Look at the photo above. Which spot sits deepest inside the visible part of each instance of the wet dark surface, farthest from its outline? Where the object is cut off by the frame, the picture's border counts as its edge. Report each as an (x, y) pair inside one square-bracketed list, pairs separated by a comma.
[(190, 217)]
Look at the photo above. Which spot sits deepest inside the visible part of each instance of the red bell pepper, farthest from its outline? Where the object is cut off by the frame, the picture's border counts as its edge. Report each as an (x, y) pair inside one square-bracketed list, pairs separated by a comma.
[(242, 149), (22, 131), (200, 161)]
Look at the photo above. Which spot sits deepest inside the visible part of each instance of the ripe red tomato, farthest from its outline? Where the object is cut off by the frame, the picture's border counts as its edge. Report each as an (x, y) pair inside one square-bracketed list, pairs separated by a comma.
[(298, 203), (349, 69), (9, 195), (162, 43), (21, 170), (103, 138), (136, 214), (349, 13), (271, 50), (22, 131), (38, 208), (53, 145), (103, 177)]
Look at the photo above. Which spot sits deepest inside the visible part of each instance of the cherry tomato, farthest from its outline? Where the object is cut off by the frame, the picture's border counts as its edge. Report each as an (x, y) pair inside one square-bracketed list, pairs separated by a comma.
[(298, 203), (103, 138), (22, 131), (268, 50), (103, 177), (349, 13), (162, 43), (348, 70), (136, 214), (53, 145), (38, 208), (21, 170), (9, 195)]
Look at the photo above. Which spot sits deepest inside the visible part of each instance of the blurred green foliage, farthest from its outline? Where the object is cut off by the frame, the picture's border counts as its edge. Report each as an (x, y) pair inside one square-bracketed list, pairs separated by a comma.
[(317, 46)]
^^^^^^^^^^^^^^^^
#### Task description:
The response should contain each record above, retyped exactly.

#### Exercise solution:
Look at the photo above. Which spot sits deepest inside the visible part of each instance of the wet dark surface, farthest from its outline? Where the object is cut off by the frame, the picture's border counts as its edge. Report each as an (x, y) pair inside one square-bracketed list, pairs separated by a comma.
[(190, 217)]
Look at the photo above. Which spot sits deepest inside the visible part of each instance of the red bell pepper, farthest from its outline? Where the object is cut off by the frame, the picture's border counts as its edge. Report each as an (x, y) pair inside one square-bracketed list, pairs separated by a comma.
[(242, 149), (22, 131), (200, 161)]
Look at the photo above. Which spot sits deepest inside the visible part of each instance of the ripe red tomato, farthest from its outline? Where the object is cut off by the frame, the picture's border counts as its edge. Report each as an (x, y) pair inside one square-bracketed list, pairs separated by a comma.
[(298, 203), (349, 69), (9, 195), (162, 43), (21, 170), (103, 138), (136, 214), (349, 13), (271, 50), (22, 131), (38, 208), (53, 145), (103, 177)]
Look at the photo above. Which spot sits deepest inside the visible part of each instance of the cherry tomato, farthest from its outline? Where the object is cut off by the frame, the picture's border counts as its edge. Report each as an (x, y) pair inside one square-bracketed list, pairs separated by a comma.
[(298, 203), (103, 138), (22, 131), (268, 50), (103, 177), (349, 13), (162, 43), (348, 70), (136, 214), (53, 145), (38, 208), (21, 170), (9, 195)]
Look at the photo above. Which spot sits deepest inside the visible part of each instance of the blurred green foliage, farthest from its outline? Where the object is cut off by the frame, the picture's border counts as its edge. Report each as an (x, y) pair inside one square-bracketed list, pairs separated by a comma.
[(317, 46)]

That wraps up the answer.